Depuis la mort d’Allain Leprest, le 15 août 2011, les hommages se succèdent à un rythme croissant : après un nécessaire temps de deuil, ponctué de quelques compilations et spectacles, sortaient fin 2014, coup sur coup, deux livres auscultant le parcours cahoteux du chanteur-poète de Mont-Saint-Aignan et deux disques révélant les inédits laissés à la postérité. Soudain, après des années à regretter qu’il soit "méconnu", l’actualité se chargeait, par un étrange tir nourri de sorties concomitantes, de rappeler quel grand chanteur / auteur le monde avait perdu… et quels innombrables trésors recèle son œuvre posthume, puits sans fond (textes exhumés presque chaque semaine) dont on aura du mal à venir à bout.

C’est l’une des particularités de cette discographie : alors que Leprest lui-même n’a publié qu’une petite dizaine de disques originaux, il a disséminé quantité de choses, en tous temps, sur les albums de beaucoup de monde. A la manière, jadis, d’un Gainsbourg, mais sans l’envie de faire obligatoirement des "coups" : plus en ami qu’en mercenaire ; auteur prolifique et inspiré plutôt que faiseur multitâches.

Données fournies:

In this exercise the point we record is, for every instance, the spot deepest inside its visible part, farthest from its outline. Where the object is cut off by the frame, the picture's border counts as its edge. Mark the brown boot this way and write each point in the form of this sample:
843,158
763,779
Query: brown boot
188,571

Objectif: Extrayez tel quel le passage du texte sur Allain Leprest qui va de « C’est l’une des » à « que faiseur multitâches. ».

Réponse:
C’est l’une des particularités de cette discographie : alors que Leprest lui-même n’a publié qu’une petite dizaine de disques originaux, il a disséminé quantité de choses, en tous temps, sur les albums de beaucoup de monde. A la manière, jadis, d’un Gainsbourg, mais sans l’envie de faire obligatoirement des "coups" : plus en ami qu’en mercenaire ; auteur prolifique et inspiré plutôt que faiseur multitâches.